# [WORK TO DO]
Beginning with the line containing "on the grassy" and ending with the last line of the records, set down every line exactly.

— start —

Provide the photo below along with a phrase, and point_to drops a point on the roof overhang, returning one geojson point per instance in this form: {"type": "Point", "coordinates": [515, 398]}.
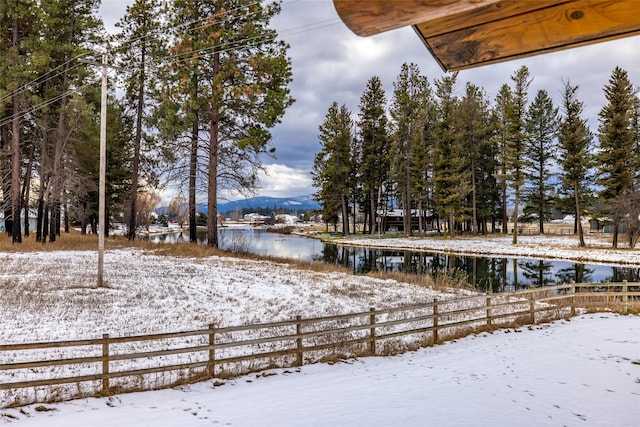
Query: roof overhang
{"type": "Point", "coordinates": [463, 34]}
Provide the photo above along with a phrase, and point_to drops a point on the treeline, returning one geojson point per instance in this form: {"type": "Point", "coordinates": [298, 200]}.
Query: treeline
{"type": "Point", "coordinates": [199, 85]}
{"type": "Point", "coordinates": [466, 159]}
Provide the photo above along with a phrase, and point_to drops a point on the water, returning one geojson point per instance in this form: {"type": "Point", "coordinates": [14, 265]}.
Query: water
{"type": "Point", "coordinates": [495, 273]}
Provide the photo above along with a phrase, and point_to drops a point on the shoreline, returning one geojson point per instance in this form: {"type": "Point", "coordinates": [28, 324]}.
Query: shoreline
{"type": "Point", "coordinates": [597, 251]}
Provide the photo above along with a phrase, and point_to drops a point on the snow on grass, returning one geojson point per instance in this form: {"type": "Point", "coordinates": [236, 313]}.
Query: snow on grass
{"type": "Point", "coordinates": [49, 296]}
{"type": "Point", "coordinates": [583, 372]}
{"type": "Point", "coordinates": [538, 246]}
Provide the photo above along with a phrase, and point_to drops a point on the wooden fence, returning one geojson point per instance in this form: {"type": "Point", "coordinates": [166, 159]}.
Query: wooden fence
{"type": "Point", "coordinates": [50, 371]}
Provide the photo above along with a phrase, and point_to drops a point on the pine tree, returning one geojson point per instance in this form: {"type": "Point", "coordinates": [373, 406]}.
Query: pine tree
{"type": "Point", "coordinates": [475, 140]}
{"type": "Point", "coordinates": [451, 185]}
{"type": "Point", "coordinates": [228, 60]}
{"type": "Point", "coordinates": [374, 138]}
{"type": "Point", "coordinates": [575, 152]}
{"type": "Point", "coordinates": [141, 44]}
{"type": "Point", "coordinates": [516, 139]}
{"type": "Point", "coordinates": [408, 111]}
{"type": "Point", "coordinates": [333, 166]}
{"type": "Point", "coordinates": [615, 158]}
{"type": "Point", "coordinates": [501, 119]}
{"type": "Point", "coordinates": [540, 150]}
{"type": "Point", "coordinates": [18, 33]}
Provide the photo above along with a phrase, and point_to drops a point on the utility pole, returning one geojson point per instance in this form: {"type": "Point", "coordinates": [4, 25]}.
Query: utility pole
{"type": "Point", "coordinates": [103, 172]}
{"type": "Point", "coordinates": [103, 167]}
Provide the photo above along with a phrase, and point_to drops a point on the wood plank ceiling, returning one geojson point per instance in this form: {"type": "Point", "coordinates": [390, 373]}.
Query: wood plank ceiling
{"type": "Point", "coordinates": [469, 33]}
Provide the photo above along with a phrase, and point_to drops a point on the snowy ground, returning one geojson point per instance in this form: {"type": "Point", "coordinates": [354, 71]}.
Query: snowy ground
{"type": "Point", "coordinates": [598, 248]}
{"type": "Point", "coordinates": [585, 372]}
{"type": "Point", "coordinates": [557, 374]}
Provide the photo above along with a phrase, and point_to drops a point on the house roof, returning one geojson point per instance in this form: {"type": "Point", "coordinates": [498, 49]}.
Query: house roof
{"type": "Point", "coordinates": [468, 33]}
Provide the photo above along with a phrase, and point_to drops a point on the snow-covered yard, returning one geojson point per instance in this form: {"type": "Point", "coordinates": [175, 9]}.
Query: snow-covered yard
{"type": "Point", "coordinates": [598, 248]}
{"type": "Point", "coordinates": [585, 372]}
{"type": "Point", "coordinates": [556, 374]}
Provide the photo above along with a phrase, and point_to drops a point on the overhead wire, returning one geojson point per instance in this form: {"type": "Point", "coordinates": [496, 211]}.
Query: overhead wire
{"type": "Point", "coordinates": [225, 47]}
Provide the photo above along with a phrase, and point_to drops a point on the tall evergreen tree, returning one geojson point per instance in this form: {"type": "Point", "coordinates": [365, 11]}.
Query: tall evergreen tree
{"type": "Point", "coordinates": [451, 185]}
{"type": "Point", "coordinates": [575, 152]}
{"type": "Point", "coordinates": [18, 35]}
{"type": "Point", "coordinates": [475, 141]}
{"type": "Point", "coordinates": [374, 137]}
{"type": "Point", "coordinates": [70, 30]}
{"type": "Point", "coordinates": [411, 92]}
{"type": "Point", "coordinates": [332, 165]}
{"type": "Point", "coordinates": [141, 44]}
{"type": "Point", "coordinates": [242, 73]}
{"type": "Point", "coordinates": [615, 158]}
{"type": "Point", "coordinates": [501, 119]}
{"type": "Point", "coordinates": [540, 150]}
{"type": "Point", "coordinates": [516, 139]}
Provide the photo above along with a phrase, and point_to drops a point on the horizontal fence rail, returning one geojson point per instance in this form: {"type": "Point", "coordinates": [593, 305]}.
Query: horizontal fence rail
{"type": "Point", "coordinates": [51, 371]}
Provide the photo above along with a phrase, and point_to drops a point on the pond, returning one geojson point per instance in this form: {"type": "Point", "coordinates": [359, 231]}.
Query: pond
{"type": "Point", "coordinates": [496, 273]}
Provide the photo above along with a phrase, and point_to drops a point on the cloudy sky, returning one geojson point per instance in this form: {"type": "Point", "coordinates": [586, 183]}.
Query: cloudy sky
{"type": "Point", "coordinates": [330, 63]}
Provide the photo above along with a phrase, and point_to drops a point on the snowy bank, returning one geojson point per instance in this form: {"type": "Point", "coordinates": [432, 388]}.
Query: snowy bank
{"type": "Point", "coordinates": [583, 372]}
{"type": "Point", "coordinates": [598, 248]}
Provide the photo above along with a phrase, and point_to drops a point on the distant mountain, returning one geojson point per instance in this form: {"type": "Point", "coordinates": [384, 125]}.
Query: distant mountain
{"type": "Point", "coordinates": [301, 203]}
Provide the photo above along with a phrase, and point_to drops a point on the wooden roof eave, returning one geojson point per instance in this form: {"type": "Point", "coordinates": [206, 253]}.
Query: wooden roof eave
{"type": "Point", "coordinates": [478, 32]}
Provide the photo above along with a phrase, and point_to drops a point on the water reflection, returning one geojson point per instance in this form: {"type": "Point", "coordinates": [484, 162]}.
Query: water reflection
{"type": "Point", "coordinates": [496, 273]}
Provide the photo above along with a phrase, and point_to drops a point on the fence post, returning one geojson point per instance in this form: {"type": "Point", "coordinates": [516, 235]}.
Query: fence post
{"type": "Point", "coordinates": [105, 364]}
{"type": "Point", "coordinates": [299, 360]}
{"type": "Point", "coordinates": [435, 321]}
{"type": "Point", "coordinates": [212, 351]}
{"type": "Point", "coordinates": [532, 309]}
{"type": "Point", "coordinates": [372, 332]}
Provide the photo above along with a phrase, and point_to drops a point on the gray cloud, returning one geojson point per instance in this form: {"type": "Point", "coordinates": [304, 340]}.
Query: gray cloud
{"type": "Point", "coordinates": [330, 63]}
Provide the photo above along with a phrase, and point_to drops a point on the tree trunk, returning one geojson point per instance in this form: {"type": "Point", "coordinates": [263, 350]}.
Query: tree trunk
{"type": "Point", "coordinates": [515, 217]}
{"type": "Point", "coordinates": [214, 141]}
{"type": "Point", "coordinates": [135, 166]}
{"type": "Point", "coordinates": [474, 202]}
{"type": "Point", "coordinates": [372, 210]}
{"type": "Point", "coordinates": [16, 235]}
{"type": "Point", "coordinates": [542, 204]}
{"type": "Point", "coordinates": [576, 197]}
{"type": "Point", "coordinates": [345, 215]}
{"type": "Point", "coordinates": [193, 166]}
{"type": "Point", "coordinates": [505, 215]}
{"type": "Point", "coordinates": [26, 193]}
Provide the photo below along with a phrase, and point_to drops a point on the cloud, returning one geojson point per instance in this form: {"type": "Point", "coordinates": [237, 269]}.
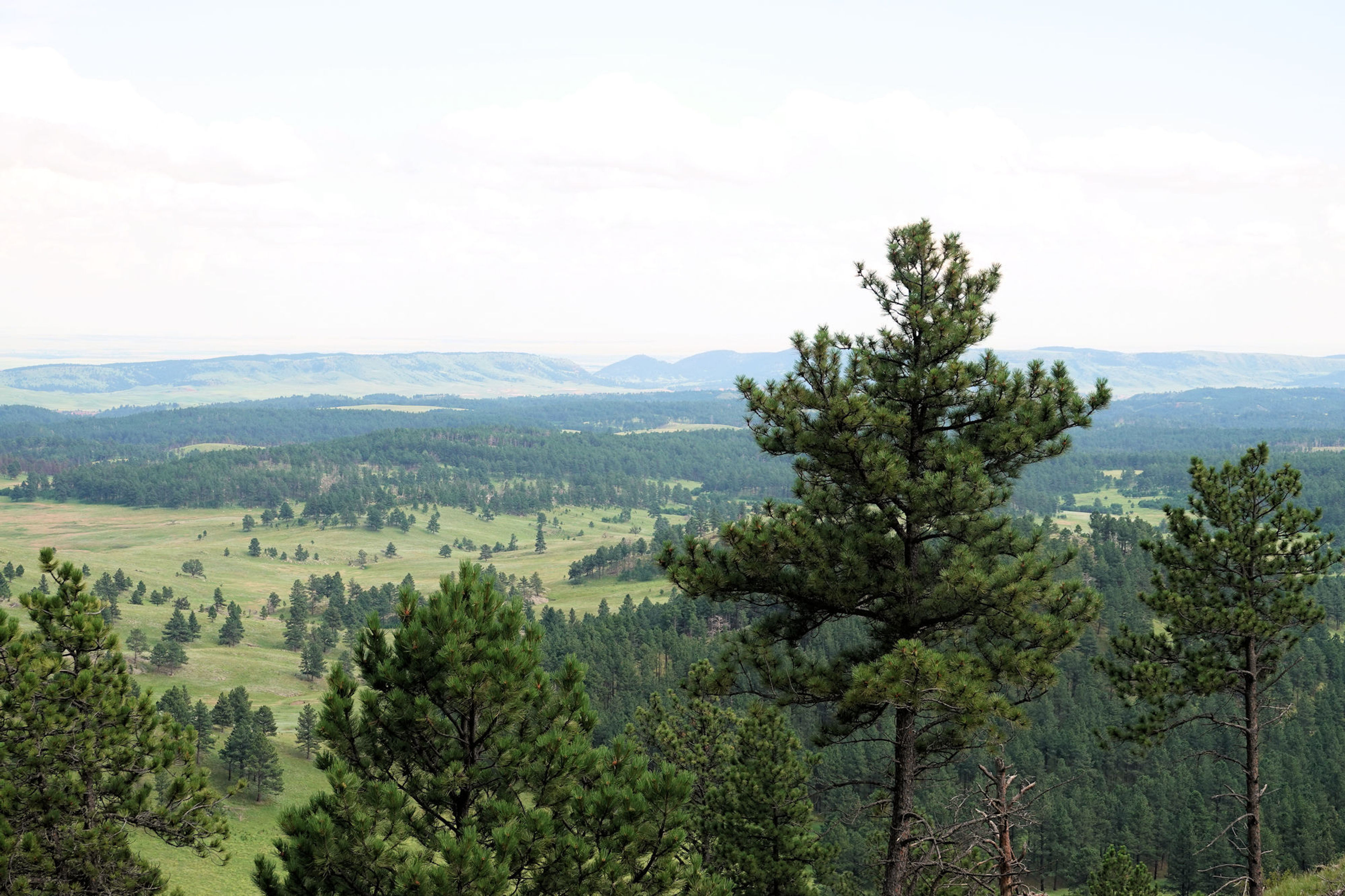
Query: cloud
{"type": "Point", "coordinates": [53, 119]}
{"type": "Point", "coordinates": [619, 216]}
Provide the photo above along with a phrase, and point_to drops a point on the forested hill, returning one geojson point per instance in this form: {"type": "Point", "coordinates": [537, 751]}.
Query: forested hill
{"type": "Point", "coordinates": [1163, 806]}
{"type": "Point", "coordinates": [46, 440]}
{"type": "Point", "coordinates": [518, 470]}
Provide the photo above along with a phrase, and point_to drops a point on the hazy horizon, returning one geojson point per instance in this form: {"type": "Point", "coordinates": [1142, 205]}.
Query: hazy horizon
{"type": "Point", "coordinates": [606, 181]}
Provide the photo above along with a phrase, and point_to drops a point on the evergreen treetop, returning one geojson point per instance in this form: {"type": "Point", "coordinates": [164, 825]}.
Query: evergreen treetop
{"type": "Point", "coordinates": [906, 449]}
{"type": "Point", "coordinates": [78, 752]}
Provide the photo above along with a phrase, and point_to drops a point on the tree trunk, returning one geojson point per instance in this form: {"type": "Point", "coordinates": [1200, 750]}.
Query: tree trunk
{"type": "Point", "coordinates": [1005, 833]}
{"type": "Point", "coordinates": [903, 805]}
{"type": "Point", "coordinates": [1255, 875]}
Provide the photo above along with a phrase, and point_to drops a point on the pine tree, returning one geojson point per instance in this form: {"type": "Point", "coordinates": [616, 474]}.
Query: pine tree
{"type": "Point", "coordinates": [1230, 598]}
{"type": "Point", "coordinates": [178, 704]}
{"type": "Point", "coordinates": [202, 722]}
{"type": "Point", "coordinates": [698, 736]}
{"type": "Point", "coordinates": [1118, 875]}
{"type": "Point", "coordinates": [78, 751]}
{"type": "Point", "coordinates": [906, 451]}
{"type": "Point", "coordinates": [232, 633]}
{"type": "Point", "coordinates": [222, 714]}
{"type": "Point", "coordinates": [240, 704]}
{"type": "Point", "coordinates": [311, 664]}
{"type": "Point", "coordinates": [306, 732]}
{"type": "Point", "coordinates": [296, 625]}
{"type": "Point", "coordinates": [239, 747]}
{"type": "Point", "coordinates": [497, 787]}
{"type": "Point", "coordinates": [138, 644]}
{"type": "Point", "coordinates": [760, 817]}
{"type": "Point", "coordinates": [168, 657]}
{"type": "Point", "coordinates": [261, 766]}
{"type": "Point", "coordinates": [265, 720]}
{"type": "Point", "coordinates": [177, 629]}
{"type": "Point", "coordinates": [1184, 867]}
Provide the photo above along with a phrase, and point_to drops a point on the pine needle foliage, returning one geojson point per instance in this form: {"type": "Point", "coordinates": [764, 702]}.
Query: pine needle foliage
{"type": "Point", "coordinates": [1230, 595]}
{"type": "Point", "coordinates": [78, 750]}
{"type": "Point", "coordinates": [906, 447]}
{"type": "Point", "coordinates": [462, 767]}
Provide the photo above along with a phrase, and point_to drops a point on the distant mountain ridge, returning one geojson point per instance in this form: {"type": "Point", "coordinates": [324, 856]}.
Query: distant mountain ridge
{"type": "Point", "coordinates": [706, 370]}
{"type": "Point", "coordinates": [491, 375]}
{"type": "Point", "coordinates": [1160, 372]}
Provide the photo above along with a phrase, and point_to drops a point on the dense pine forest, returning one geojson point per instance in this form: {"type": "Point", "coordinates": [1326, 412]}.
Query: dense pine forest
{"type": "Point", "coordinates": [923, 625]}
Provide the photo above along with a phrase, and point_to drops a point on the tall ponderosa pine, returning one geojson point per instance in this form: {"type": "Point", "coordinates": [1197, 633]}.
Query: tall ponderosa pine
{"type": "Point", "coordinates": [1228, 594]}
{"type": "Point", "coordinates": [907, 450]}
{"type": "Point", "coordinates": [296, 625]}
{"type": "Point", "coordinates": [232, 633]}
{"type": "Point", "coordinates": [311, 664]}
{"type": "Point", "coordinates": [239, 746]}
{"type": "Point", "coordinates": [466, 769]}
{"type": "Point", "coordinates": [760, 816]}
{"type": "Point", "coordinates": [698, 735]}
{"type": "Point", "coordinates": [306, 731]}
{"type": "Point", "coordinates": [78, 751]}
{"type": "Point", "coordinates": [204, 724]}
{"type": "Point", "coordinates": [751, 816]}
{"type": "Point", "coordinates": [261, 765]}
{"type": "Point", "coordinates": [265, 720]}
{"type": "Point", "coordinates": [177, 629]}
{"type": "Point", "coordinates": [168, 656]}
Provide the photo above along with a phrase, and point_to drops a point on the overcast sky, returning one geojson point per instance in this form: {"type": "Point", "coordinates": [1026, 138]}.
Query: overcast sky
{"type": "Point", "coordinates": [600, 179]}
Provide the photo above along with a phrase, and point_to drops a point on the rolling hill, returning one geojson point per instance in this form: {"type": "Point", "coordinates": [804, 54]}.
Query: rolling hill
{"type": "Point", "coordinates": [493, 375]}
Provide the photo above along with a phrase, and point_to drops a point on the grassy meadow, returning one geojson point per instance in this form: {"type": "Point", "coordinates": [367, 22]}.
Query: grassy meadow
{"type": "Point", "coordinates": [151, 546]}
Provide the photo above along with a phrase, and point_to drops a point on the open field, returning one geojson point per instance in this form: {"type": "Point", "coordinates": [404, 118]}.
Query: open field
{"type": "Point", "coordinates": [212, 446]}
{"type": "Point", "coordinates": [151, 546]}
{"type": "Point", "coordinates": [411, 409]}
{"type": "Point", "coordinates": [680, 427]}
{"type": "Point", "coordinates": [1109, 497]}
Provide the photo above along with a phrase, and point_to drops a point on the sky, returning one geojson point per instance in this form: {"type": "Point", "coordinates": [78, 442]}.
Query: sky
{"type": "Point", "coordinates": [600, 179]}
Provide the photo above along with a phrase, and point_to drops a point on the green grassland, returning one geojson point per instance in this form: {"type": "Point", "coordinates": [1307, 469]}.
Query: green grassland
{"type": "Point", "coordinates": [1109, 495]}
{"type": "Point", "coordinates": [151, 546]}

— end —

# [RESPONSE FOR THIS EXERCISE]
Provide the photo above along with a phrase, and point_to drops a point on the grassy meadow, returning one geojson point per instance in this form: {"type": "Point", "coordinates": [367, 22]}.
Query: grassy meadow
{"type": "Point", "coordinates": [151, 546]}
Provide the photo above along with a phrase, and point_to drops a point on the open field, returning one geojson point per instance in this form: {"type": "Point", "coordinates": [404, 118]}.
Query: open field
{"type": "Point", "coordinates": [212, 446]}
{"type": "Point", "coordinates": [151, 546]}
{"type": "Point", "coordinates": [411, 409]}
{"type": "Point", "coordinates": [680, 427]}
{"type": "Point", "coordinates": [1109, 497]}
Provide the photo above along with a phrase, and point_to drops a point on the sky, returning one geojson point per instance in this form: {"type": "Point", "coordinates": [78, 442]}.
Query: sky
{"type": "Point", "coordinates": [600, 179]}
Provide the photo above along with a phrase, and point_to drops a point on the green grassland, returning one geojson point per instance in this form: {"type": "Point", "coordinates": [1307, 469]}.
Query: green grassland
{"type": "Point", "coordinates": [1109, 495]}
{"type": "Point", "coordinates": [151, 546]}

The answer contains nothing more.